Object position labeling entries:

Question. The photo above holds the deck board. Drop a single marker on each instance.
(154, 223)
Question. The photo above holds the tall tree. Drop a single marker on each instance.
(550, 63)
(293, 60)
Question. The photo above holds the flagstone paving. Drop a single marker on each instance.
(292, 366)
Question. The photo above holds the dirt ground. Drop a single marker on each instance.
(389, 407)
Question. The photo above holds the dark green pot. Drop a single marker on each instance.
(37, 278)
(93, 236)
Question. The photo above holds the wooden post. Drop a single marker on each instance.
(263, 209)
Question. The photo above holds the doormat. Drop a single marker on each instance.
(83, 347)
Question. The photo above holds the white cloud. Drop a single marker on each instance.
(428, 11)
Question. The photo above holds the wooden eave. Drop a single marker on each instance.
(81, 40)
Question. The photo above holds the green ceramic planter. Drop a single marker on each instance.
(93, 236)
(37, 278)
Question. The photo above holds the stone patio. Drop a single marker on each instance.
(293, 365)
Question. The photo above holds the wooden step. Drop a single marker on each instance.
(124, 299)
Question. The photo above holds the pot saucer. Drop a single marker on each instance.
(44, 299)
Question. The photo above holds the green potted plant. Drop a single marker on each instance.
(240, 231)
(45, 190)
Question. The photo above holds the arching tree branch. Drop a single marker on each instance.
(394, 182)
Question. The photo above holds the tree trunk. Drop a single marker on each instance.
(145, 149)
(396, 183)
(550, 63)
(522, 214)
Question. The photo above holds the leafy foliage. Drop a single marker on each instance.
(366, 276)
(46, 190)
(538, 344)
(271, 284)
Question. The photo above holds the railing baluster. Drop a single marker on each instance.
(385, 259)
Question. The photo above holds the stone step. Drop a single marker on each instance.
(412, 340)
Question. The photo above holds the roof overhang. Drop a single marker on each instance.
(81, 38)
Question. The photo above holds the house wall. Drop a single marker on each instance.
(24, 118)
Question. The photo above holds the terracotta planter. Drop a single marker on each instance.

▶ _Work required_:
Each line from the one containing "Question. The photo above holds the dirt" through the end of the entries, both included, is to be returned exactly, with no other lines.

▶ _Response to this exercise_:
Question. The photo above holds the dirt ground. Drop a single marker on each instance.
(389, 407)
Question. The photo above holds the dark green pot. Drop a single marker on each instance.
(37, 278)
(93, 236)
Question. The photo above holds the wooden post. Drop a single marker on each instance.
(263, 209)
Question. The photo above holds the doormat. Drop a single marker on each instance.
(83, 347)
Question. The photo above holds the white cloud. Drop a single marker on each instance.
(428, 11)
Question. The photo above holds the wooden eave. Drop a single marker on each instance.
(81, 40)
Question. The photo above holds the green ceramic planter. Drop a single marker on each instance.
(93, 236)
(37, 278)
Question. The photo above holds the stone patio. Drop a single marker on each instance.
(293, 365)
Question. The photo above holds the wooden step. Drop a single marker on each instance.
(124, 299)
Question. The photo above holds the pot saucer. Drop a single marker on each instance.
(44, 299)
Question. The photo above holds the green potted plant. Drop a single marker on each instance.
(240, 231)
(45, 190)
Question. The photo above holds the arching tree branch. Drop a single marker on each instance.
(394, 182)
Question. The photo above holds the tree trunk. Drop a single marker on each instance.
(145, 149)
(396, 183)
(550, 63)
(522, 214)
Question. The photo above holds the leafy foliage. Drop a single marker on each instance.
(366, 276)
(46, 190)
(538, 344)
(271, 284)
Question. The photo above holds the railing baluster. Drop a single marker on each instance.
(385, 259)
Question. The photo above holds the stone step. Drop a single marker on each instance.
(412, 340)
Question. The photo above holds the roof overhang. Drop a single marker on each instance.
(81, 38)
Question. The photo above holds the house wall. Drop a single marker on each instance.
(24, 118)
Question. The photo above holds the terracotta planter. Drop a single marker on each instance.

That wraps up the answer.